About this task
Line filter on the word "black": copy each matching line from the entries.

[[ Provided data, beginning ]]

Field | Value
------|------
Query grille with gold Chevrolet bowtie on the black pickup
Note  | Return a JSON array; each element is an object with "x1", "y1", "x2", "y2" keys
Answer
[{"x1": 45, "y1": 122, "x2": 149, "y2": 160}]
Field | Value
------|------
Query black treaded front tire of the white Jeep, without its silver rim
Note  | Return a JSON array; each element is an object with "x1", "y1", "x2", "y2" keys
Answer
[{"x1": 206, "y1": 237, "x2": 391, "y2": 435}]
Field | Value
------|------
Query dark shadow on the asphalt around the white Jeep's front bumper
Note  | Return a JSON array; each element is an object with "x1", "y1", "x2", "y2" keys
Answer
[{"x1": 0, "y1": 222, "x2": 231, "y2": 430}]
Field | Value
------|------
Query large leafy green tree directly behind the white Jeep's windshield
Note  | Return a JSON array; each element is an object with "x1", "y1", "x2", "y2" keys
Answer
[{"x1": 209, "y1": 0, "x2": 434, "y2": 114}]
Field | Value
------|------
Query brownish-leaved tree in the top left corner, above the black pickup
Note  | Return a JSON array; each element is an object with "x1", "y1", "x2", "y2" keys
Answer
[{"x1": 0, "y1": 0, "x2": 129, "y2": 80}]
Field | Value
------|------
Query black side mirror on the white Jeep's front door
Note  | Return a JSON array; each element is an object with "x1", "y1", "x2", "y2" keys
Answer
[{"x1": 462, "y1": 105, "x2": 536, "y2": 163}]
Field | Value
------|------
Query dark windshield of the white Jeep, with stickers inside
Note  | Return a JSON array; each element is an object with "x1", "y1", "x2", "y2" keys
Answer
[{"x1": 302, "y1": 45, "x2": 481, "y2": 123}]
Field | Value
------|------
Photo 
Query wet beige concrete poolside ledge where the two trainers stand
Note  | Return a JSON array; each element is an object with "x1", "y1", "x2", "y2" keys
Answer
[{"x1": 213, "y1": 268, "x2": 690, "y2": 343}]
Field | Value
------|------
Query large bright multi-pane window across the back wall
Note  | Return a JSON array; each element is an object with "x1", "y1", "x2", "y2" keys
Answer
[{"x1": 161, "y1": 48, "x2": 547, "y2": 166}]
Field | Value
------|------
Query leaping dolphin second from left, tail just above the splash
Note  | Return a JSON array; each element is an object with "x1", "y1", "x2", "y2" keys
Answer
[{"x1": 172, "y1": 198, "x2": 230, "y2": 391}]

[[ Provided data, end ]]

Written response
Query grille with gold Chevrolet bowtie on the black pickup
Query black treaded front tire of the white Jeep, without its silver rim
Query brownish-leaved tree in the top left corner, above the black pickup
Query black side mirror on the white Jeep's front door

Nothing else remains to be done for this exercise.